*Your goal:* List every road or street named in the text on the Malago.

*Selected excerpt:*
⟨

The Malago is a tributary of the Bristol Avon in southwestern England, some 5 mi long. The river rises in springs on the north side of Dundry Hill on the borders of Somerset and Bristol. The main tributary is the Pigeonhouse stream which also rises on Dundry. Much of the river has been culverted as it flows through built-up South Bristol.

The river's course has been much altered in the past; presently it joins the New Cut of the River Avon opposite the former entrance lock to the Bathurst Basin. The river supports some wildlife in its upper reaches and pollution is relatively low.

==Course==
Springs issuing from limestone, lying above Early Jurassic clays on the northern slopes of Dundry Hill, form the sources of the Malago and its tributary, the Pigeonhouse stream. The Malago Spring artwork near Aldwick Avenue marks one of the sources. The Pigeonhouse runs through the lower Dundry slopes and then through a small valley to the east of Hartcliffe, passing under Hengrove Way and feeding a lake on the former W.D. & H.O. Wills factory site.

From the lake the Pigeonhouse runs northwards through Crox Bottom. The Malago is culverted through much of Withywood and Bishopsworth, and is joined on the right bank by the Pigeonhouse after passing under the A4174 road. The Malago flows below Novers Hill into Bedminster where it disappears into culverts before emerging through storm drains into the New Cut opposite to the former entrance to the Bathurst Basin.

==History==
Until the 19th century, the Malago flowed into the Bristol Avon at Treen Mills, Redcliffe. Tide mills were in operation here, possibly in Roman times when it has been suggested that they were used for Christian baptisms. They were certainly in place in the late Middle Ages. Latimer's Annals of Bristol in the Seventeenth Century records that in 1641 the Corporation, the predecessor of Bristol City Council, concluded a perambulation of the city boundaries with an open air banquet and a duck hunt at Treen Mills.

When the New Cut was constructed in the early 19th century as part of the construction of Bristol's floating harbour, the former mill pond became the Bathurst Basin, a side entrance to the harbour. As Bedminster was developed in the 19th century the lower reaches of the Malago were culverted and diverted into storm drains so that it is not possible to determine the original course of the river.

Threats in the 21st century to cover over some of the remaining open stretches in Windmill Hill to make way for a rapid transit bendy bus scheme through South Bristol were opposed by residents concerned at the loss of green space and abandoned in October 2009.

==Natural history==
The Manor Woods Valley Local Nature Reserve on the upper reaches of the Malago Stream supports a variety of wildlife including kingfishers and heron. In common with other rivers of the Bristol Avon catchment invasive species such as Himalayan Balsam have infested parts of the Malago, but efforts are being made to remove them.

Monitoring by Bristol City Council shows that in 2010 the river had a relatively low biochemical oxygen demand, but some pollutants were present, especially in the Pigeonhouse near Hartcliffe Way.

==Etymology==
It has been suggested that the origin of the name Malago is from the British Celtic melis (mill) and agos (place).

⟩

*Information:*
⟨

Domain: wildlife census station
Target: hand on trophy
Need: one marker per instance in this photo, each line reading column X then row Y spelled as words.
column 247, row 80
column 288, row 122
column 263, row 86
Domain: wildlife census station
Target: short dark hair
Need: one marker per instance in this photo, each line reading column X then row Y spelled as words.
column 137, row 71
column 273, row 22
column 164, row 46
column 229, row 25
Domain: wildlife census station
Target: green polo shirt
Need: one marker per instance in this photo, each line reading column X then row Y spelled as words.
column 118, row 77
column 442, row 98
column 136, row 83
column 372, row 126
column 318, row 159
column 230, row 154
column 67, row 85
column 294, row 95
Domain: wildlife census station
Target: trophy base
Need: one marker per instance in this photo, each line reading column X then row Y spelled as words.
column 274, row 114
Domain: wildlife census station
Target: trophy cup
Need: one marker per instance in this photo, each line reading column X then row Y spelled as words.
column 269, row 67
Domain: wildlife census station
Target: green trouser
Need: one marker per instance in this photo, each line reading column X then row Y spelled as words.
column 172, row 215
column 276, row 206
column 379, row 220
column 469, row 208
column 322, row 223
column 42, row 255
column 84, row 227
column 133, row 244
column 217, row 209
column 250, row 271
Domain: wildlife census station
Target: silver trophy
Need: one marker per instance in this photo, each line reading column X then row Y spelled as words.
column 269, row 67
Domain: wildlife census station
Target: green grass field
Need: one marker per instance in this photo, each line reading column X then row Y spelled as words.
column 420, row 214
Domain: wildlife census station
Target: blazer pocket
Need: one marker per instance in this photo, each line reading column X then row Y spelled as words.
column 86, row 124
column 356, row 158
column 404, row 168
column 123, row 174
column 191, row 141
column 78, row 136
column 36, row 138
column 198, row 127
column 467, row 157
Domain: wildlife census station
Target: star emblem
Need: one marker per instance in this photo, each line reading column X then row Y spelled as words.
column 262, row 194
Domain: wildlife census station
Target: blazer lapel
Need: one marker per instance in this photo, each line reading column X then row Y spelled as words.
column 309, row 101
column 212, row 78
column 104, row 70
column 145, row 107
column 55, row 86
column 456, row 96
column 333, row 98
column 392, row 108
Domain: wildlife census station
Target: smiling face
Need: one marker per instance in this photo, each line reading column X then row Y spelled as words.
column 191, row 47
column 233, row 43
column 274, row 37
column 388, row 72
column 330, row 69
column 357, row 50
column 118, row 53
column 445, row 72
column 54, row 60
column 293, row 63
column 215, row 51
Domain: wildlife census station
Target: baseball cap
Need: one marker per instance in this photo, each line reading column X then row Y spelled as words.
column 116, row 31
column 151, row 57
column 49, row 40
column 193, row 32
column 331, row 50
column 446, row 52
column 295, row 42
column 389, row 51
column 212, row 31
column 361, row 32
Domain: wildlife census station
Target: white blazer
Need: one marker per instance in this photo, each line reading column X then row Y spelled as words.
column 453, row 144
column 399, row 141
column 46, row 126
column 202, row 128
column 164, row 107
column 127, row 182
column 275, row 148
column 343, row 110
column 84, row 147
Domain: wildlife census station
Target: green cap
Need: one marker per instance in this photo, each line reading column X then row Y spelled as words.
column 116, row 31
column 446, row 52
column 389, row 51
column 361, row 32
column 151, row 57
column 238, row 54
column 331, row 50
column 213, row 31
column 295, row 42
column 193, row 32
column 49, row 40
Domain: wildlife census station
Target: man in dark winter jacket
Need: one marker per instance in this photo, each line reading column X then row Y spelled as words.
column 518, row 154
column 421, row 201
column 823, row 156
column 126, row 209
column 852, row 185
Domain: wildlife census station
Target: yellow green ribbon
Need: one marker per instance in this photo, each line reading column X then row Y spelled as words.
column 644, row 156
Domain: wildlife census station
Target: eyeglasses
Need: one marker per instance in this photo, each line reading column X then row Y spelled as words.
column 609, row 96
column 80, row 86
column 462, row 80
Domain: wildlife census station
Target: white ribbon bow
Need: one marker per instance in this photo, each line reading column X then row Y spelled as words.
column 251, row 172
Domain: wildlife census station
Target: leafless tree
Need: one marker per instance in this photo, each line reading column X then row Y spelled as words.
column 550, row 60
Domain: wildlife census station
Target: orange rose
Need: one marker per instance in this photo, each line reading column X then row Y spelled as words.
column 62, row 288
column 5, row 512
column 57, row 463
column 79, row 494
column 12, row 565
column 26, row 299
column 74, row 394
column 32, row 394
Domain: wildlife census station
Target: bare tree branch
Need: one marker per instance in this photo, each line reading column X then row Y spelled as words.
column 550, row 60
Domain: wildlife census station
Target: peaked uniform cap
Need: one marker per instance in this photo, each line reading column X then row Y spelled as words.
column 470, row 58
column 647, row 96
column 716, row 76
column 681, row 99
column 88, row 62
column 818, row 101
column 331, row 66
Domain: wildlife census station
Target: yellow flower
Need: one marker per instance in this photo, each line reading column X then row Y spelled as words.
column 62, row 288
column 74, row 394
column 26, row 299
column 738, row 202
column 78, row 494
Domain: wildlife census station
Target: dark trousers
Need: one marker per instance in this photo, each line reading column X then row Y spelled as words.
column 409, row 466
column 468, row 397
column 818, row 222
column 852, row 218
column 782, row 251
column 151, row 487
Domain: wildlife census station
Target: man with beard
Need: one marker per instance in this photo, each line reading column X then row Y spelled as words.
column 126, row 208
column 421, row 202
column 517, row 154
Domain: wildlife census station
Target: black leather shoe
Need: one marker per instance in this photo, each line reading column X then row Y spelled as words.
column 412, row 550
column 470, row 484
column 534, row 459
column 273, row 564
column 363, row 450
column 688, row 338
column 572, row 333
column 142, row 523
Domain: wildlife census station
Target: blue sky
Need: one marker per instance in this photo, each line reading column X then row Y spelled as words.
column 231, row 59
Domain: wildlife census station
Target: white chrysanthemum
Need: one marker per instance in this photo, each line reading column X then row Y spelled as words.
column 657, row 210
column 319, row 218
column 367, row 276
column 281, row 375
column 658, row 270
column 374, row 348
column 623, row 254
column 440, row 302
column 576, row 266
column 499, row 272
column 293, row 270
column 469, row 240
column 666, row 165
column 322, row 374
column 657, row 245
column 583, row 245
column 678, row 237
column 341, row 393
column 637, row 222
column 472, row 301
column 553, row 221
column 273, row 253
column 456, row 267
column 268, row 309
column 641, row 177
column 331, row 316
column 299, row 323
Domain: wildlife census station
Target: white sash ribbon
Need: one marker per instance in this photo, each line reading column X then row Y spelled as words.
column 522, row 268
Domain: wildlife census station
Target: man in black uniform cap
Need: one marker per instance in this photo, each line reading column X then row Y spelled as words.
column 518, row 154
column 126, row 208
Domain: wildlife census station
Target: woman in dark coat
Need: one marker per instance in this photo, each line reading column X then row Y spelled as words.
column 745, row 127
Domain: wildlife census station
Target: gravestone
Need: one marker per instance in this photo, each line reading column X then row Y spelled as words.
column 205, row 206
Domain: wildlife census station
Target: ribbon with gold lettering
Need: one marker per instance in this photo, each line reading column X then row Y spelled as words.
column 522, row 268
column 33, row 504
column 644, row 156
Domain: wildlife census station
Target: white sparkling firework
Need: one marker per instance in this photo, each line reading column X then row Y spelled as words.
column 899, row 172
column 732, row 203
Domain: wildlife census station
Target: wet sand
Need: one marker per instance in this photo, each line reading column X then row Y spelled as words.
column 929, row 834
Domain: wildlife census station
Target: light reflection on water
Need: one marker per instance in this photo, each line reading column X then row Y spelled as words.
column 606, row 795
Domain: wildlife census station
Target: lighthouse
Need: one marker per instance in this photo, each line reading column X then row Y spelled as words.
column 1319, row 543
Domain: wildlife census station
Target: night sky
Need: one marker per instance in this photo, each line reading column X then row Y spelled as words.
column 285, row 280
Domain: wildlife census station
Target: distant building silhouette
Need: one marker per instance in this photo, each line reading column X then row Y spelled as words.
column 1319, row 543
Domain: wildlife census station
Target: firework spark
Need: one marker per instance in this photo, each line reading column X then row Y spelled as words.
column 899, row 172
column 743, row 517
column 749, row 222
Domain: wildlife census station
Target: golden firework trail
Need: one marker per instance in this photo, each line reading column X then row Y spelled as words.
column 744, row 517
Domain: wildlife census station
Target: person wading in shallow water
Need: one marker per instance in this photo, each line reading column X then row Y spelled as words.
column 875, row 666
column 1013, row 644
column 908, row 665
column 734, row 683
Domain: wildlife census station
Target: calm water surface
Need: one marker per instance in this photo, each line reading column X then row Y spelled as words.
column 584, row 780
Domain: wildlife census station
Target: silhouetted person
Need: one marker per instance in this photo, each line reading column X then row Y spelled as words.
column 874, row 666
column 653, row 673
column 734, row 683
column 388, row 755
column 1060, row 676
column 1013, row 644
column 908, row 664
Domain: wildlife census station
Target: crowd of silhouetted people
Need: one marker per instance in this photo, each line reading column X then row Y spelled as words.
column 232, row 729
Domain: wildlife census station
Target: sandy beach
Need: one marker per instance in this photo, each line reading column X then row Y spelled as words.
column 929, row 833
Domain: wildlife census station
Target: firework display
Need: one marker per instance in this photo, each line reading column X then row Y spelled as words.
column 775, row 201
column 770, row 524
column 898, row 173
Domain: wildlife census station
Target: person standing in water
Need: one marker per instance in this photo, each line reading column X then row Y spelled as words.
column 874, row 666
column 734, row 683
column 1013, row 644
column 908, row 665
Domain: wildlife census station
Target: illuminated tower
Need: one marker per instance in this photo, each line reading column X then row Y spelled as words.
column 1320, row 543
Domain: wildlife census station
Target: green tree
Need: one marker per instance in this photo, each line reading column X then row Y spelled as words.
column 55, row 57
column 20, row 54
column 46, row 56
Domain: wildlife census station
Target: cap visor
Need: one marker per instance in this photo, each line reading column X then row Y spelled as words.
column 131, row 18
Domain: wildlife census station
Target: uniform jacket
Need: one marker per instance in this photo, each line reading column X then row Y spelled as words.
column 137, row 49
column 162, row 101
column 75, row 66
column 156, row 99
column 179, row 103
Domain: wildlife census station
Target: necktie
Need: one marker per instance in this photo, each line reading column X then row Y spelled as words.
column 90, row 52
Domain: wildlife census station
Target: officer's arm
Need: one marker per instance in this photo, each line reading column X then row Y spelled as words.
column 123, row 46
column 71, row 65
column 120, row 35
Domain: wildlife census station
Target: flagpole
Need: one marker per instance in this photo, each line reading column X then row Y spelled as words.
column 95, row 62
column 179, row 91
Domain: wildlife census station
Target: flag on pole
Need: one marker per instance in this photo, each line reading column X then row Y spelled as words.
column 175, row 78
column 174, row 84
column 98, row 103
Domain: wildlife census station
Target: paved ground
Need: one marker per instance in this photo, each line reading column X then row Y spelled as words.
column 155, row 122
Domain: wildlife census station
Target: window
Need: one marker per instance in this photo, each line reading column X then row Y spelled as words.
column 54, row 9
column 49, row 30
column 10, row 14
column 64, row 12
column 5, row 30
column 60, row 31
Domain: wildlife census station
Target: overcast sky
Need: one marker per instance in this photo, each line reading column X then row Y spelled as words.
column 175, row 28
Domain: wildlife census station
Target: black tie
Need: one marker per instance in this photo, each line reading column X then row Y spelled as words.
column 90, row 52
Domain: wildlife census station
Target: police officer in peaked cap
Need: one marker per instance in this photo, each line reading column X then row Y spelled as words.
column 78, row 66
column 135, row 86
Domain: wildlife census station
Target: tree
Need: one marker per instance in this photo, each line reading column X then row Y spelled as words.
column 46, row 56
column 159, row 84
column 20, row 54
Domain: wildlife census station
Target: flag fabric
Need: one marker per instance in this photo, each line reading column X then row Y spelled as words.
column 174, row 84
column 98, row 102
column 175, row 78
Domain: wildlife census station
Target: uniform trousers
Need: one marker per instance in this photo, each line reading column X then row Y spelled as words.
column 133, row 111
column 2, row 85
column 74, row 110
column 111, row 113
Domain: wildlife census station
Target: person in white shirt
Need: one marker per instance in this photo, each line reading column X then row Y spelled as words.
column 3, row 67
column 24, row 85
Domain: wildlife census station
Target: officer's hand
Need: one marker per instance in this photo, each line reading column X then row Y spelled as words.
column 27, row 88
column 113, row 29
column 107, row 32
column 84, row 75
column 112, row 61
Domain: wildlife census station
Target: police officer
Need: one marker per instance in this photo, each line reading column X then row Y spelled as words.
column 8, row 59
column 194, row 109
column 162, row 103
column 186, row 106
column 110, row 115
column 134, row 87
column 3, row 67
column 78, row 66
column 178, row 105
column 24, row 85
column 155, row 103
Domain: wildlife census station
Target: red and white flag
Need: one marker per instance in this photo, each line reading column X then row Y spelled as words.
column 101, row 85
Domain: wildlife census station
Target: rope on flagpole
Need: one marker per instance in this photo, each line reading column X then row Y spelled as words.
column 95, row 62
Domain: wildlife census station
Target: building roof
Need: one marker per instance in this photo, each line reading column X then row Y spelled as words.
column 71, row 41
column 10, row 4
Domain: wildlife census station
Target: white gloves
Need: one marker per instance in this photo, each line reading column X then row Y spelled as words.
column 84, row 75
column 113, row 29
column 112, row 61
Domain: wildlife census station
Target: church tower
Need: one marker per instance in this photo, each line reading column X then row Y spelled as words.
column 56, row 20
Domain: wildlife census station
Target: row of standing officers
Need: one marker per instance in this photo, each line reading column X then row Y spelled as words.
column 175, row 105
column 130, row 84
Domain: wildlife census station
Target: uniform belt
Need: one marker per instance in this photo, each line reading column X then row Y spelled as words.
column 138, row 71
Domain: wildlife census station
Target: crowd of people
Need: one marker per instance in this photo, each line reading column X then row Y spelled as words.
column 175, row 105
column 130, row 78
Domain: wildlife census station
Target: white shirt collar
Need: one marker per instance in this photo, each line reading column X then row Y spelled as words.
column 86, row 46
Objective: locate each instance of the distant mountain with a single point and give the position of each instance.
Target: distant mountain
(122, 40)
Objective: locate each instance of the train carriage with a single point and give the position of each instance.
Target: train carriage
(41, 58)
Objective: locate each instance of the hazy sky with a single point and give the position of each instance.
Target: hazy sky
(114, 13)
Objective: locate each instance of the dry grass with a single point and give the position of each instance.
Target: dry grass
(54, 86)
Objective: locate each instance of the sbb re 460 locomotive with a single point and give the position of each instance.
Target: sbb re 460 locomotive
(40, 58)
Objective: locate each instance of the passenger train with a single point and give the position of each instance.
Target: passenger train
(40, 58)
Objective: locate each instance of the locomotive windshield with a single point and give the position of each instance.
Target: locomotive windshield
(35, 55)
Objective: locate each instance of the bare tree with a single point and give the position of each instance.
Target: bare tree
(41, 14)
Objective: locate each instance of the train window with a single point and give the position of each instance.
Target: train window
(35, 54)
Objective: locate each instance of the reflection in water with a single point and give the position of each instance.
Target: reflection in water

⟩

*Response to the exercise:* Aldwick Avenue, Hengrove Way, the A4174 road, Hartcliffe Way